TEXTO FORNECIDO:

3. A Bíblia, como Palavra de Deus, não possui contradições.

O que devemos fazer ante passagens que parecem contraditórias? Perguntar ao Autor (Lc 24.45; Jo 14.17,23,26); ler e reler o texto; levar em conta o contexto da passagem em análise (2Pe 1.20); permitir que a Bíblia interprete a si mesma.

4. O significado verdadeiro de cada passagem bíblica é o que o seu autor quis transmitir.

O estudo da história e das culturas dos povos antigos facilita na interpretação dos textos sagrados. Textos para constatação e aplicação desse princípio: Gn 24.2; Lc 10.4 e 2Jo 10; At 22.3,27,28; 1Co 11.21,33,34; 1Co 13.12; Tg 5.4; Ap 1.10.

5. As muitas figuras de linguagem contidas na Bíblia devem ser levadas em consideração, a fim de interpretar a Palavra de Deus corretamente.

As figuras de linguagem que mais ocorrem no texto sagrado são:

  • Metáfora: “Eu sou a porta; se alguém entrar por mim, salvar-se-á, e entrará, e sairá, e achará pastagens” (Jo 10.9). “Disse-lhe Jesus: Eu sou o caminho, e a verdade e a vida; ninguém vem ao Pai, senão por mim” (Jo 14.6).
  • Sinédoque: “Temos achado que este homem é uma peste, e promotor de sedições entre todos os judeus, por todo o mundo; e o principal defensor da seita dos nazarenos” (At 24.5). “Se, na verdade, permanecerdes fundados e firmes na fé, e não vos moverdes da esperança do evangelho que tendes ouvido, o qual foi pregado a toda criatura que há debaixo do céu, e do qual eu, Paulo, estou feito ministro” (Cl 1.23).

TAREFA PROPOSTA: Transcreva na íntegra, sem nenhuma alteração, o texto sobre princípios de interpretação da Bíblia. As linhas vêm de uma fonte diferente da do texto.

LINHAS FORNECIDAS:
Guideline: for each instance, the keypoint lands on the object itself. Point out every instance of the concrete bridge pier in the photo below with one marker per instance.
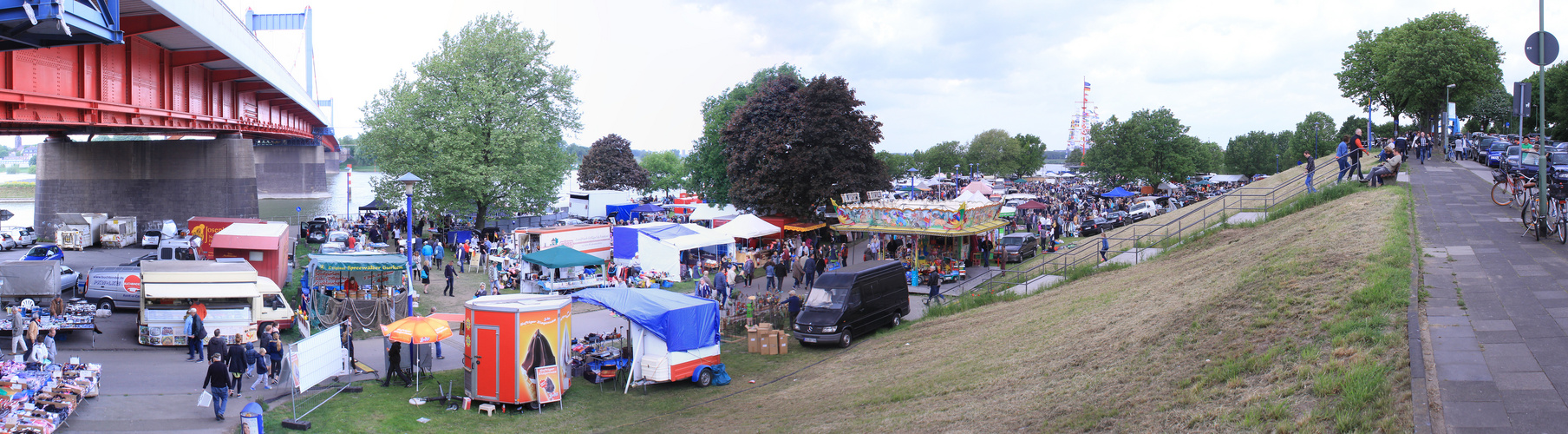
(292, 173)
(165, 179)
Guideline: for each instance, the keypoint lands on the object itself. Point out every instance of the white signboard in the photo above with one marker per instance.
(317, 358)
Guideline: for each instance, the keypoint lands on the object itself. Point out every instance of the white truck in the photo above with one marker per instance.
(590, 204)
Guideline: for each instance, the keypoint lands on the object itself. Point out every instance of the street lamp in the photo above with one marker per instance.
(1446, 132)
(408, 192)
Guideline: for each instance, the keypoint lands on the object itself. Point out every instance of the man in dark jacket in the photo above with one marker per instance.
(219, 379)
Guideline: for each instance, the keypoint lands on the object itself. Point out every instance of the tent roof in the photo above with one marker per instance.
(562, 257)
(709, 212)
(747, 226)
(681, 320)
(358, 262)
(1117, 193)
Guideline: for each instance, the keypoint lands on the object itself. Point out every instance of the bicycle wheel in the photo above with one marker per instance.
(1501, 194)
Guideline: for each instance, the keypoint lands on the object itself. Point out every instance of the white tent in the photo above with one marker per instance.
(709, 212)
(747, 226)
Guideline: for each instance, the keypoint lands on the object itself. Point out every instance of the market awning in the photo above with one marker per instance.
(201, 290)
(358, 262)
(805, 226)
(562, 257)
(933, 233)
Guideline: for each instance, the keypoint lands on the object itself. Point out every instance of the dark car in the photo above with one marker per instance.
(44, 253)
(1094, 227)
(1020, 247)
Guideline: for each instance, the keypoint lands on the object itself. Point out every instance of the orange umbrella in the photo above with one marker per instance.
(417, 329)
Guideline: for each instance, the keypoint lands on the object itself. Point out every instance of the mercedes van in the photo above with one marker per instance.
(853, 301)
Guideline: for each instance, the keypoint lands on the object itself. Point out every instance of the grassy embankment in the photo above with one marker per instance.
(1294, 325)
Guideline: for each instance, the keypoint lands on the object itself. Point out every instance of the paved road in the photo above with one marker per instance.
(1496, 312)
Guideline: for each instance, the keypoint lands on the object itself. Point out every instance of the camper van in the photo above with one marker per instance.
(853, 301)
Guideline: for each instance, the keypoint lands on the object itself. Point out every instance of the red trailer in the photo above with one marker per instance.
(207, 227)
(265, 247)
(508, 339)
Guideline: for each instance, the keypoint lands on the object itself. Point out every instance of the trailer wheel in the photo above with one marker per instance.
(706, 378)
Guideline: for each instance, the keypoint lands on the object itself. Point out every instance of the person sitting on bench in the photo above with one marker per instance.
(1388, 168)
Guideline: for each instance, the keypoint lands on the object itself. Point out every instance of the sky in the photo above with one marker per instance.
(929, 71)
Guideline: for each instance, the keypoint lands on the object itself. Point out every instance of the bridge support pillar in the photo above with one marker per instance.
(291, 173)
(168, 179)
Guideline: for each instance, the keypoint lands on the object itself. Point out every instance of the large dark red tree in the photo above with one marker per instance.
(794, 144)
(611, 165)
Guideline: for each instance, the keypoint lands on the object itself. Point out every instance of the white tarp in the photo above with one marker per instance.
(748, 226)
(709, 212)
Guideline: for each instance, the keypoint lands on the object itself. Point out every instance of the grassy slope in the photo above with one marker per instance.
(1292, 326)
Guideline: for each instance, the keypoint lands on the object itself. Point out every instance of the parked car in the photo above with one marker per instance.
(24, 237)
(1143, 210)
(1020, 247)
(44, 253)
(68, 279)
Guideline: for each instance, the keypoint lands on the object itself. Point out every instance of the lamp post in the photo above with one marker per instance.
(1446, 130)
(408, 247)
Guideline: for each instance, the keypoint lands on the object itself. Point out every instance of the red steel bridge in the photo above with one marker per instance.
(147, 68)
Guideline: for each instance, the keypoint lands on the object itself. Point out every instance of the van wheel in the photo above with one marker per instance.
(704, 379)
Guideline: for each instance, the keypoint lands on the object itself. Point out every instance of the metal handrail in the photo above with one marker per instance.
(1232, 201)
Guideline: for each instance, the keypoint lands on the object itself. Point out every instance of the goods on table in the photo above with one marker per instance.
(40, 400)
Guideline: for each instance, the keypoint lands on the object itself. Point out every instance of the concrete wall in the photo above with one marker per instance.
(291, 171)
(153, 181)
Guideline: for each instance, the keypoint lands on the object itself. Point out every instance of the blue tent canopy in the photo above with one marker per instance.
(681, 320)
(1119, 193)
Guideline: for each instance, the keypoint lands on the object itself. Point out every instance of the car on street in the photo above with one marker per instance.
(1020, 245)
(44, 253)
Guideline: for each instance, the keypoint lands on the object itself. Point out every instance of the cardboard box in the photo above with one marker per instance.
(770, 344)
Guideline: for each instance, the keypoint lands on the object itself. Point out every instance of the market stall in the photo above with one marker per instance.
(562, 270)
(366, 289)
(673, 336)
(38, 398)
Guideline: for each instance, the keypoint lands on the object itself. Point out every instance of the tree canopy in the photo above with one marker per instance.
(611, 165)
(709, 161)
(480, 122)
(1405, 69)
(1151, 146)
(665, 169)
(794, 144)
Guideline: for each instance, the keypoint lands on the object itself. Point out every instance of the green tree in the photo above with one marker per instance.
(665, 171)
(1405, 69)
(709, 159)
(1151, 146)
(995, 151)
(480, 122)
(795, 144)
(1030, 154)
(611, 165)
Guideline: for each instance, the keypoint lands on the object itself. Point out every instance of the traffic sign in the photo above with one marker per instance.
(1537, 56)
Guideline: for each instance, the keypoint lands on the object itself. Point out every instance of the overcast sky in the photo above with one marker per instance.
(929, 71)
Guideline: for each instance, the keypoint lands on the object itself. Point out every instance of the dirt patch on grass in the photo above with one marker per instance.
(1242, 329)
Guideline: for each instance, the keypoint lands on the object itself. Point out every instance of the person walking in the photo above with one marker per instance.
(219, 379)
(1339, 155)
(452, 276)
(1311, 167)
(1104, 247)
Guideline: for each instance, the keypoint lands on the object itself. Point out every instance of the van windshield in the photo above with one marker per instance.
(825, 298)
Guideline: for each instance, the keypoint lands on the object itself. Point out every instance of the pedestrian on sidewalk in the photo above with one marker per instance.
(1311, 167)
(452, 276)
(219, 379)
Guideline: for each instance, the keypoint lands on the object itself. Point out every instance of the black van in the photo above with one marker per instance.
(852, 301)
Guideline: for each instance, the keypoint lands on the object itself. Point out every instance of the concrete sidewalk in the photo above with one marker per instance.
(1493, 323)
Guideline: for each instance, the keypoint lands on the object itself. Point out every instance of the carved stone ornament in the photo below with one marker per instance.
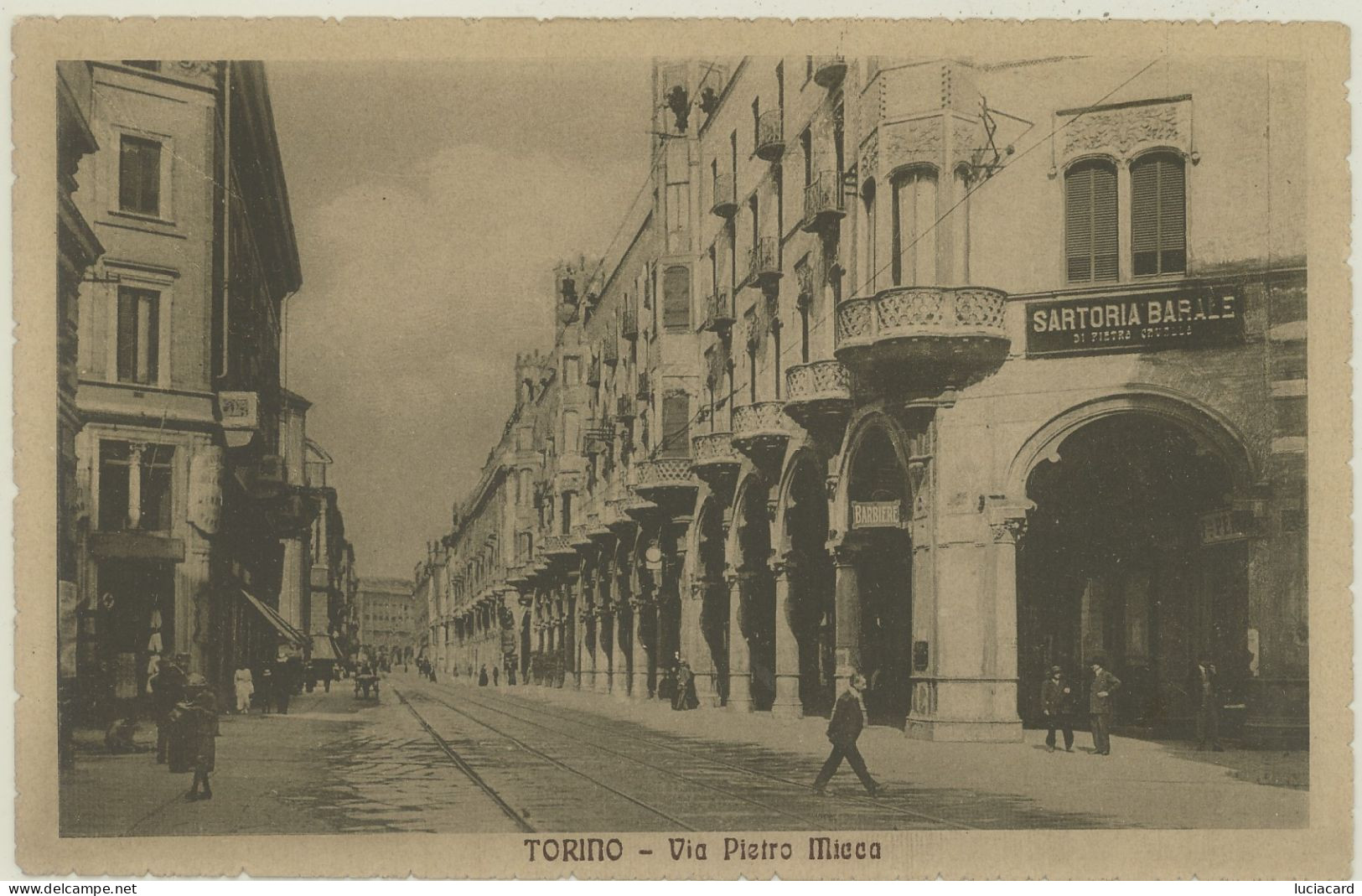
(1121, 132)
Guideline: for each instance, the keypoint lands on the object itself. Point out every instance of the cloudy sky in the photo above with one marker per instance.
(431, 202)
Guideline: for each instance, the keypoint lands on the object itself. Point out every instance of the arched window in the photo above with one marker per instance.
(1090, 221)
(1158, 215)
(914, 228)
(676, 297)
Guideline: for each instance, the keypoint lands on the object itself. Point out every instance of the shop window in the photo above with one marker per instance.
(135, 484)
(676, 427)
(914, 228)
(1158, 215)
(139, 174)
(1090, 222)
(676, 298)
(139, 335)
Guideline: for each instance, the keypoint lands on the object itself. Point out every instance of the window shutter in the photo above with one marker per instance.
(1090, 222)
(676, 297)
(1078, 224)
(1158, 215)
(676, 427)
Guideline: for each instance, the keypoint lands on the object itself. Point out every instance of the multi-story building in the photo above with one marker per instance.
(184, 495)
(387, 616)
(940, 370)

RESPOSTA DA TAREFA:
3. A Bíblia, como Palavra de Deus, não possui contradições.

O que devemos fazer ante passagens que parecem contraditórias? Perguntar ao Autor (Lc 24.45; Jo 14.17,23,26); ler e reler o texto; levar em conta o contexto da passagem em análise (2Pe 1.20); permitir que a Bíblia interprete a si mesma.

4. O significado verdadeiro de cada passagem bíblica é o que o seu autor quis transmitir.

O estudo da história e das culturas dos povos antigos facilita na interpretação dos textos sagrados. Textos para constatação e aplicação desse princípio: Gn 24.2; Lc 10.4 e 2Jo 10; At 22.3,27,28; 1Co 11.21,33,34; 1Co 13.12; Tg 5.4; Ap 1.10.

5. As muitas figuras de linguagem contidas na Bíblia devem ser levadas em consideração, a fim de interpretar a Palavra de Deus corretamente.

As figuras de linguagem que mais ocorrem no texto sagrado são:

  • Metáfora: “Eu sou a porta; se alguém entrar por mim, salvar-se-á, e entrará, e sairá, e achará pastagens” (Jo 10.9). “Disse-lhe Jesus: Eu sou o caminho, e a verdade e a vida; ninguém vem ao Pai, senão por mim” (Jo 14.6).
  • Sinédoque: “Temos achado que este homem é uma peste, e promotor de sedições entre todos os judeus, por todo o mundo; e o principal defensor da seita dos nazarenos” (At 24.5). “Se, na verdade, permanecerdes fundados e firmes na fé, e não vos moverdes da esperança do evangelho que tendes ouvido, o qual foi pregado a toda criatura que há debaixo do céu, e do qual eu, Paulo, estou feito ministro” (Cl 1.23).